→ **Reading text**:
The get out of bed at 4am thing is going to take a bit of getting used to though!
We've already lost a partner......Then there were three; one girl just stopped showing up. So she's obviously not interested; oh well, more money for us that way!
My university interview is tomorrow. I'm a bit nervous only because I don't know what to expect. I know it'll be fine. I think I've fulfilled all the portfolio requirements; and I've written out questions to ask so I won't be sitting there like a stunned mullet the entire time. When I'm nervous, my mind goes blank......writting things down seems to help a lot. So does admitting I'm nervous.
I'm feeling lonely at the moment. I don't like how I am around people. I have nothing to talk about. Conversation does not flow for me like it seems to for other people. I have to try really hard to grasp at things to say...But then verbal diahorrea (sp?) is no good either. Is it bad to not know how to partake in idle chit-chat? I think it might be. I'm boring and I'm turning into my Mother. Not that she's boring, she's just not me. My Mother trys to fly out of my mouth so I stop myself then can't think of anything to say. I'm losing myself.......
I'm ramb'ling. Me, my, I...... Can I use a sentence that's not in the first person. I don't think I can.... And gosh dern it! I seem to have got off the train at woe-is-me in Loserville tonight!
My life is good for these reasons: I'm making money doing something I enjoy I live in a country whose society allows me to express myself however I see fit, with a minimum of trouble I've made two new friends who seem like wonderful people I'm wearing my favourite pants It's raining and I have a tin roof for it to fall on I'm never hungry for very long I can laugh at myself (when I'm not crying into my beer) I can make choices
My parents are going back to The States to visit our family in about 10 days or so. I wish I was going, but alas, funds do not allow it so instead I get the house to myself for a month. This is almost as good....... well not even close, but I'm running with it anyway.... My grandparents are getting older; both my Mums parents have dealt with cancer this year, and my Fathers Father has had heart trouble and other health problems. I'm scared that by the time I have enough money to visit them again it will be too late. I'd like to live over there for at least a year. I want to know my family as people rather than just voices on the telephone...... I'm going to start saving money with that in mind. Uni is three years, so maybe 2007 is a good time frame to stick to...I'll have to think about that a more.

→ **Exercise requirements**:
(1) Reproduce the journal entry's text between "I'm feeling lonely" and "in Loserville tonight!", inclusive.
(2) In the journal entry, why did the writer write out questions to ask at the university interview?
(3) According to the journal entry, how long will the writer have the house alone while the parents visit The States?
The material has no role in these tasks.

[Stored data entries]

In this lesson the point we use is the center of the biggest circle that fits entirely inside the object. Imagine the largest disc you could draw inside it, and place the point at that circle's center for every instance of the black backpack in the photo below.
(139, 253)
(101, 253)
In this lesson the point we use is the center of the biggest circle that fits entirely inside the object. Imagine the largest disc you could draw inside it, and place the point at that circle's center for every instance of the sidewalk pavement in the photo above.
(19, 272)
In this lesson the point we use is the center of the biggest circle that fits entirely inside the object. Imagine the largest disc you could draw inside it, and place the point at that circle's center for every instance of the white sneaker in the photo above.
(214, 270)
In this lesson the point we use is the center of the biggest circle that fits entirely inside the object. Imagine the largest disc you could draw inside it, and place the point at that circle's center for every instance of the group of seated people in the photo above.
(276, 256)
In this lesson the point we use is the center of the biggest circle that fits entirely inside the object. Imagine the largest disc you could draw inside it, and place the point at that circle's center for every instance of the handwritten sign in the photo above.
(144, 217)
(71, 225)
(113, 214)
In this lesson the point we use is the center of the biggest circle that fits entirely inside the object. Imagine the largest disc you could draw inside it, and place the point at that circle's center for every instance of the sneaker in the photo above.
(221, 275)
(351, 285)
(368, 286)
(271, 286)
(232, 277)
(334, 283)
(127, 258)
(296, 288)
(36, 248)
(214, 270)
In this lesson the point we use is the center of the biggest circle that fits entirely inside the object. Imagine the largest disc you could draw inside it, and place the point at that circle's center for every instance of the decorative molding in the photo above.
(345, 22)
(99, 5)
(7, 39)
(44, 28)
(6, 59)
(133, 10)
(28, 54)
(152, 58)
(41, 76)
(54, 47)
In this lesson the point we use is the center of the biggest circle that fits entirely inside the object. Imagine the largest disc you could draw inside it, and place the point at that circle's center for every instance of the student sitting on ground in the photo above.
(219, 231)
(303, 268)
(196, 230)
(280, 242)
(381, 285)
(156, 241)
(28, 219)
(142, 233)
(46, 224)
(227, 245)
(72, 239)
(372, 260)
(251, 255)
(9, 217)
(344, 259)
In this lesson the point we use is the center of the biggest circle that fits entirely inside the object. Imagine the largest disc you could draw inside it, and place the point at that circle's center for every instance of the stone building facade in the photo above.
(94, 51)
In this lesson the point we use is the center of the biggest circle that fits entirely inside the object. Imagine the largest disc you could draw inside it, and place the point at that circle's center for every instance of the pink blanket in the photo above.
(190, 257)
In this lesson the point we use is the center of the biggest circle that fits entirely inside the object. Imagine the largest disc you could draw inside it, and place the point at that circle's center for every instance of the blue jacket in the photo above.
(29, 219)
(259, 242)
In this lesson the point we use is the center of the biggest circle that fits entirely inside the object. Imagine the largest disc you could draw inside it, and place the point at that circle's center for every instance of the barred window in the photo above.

→ **Answers to the tasks**:
(1)
I'm feeling lonely at the moment. I don't like how I am around people. I have nothing to talk about. Conversation does not flow for me like it seems to for other people. I have to try really hard to grasp at things to say...But then verbal diahorrea (sp?) is no good either. Is it bad to not know how to partake in idle chit-chat? I think it might be. I'm boring and I'm turning into my Mother. Not that she's boring, she's just not me. My Mother trys to fly out of my mouth so I stop myself then can't think of anything to say. I'm losing myself.......
I'm ramb'ling. Me, my, I...... Can I use a sentence that's not in the first person. I don't think I can.... And gosh dern it! I seem to have got off the train at woe-is-me in Loserville tonight!

(2) The writer wrote them out so as not to sit there like a stunned mullet the entire time. When the writer is nervous, their mind goes blank, and writing things down helps a lot.

(3) A month.